## What you are asked to do
Print every row below verbatim, leaving out the pictures.

### Supplied records ###

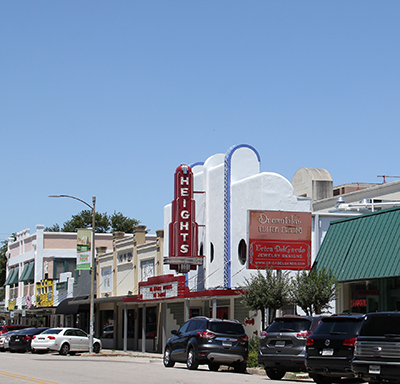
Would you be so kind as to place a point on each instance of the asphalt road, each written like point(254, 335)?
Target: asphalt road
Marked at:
point(17, 368)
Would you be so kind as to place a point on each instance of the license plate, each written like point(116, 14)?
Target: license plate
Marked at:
point(374, 369)
point(327, 352)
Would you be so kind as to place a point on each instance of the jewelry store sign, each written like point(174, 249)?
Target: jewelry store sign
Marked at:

###

## Exercise response
Would you be so kind as to place a point on each instance of the asphalt road, each written like point(254, 335)?
Target: asphalt road
Marked at:
point(17, 368)
Would you be so kind as to place a point on each instance of the license plate, each written like point(116, 14)?
Target: license plate
Marked at:
point(374, 369)
point(327, 352)
Would you be so kind as to place a point on each instance of the jewelry store sign, each written like point(174, 249)?
Target: jewelry store sign
Marked at:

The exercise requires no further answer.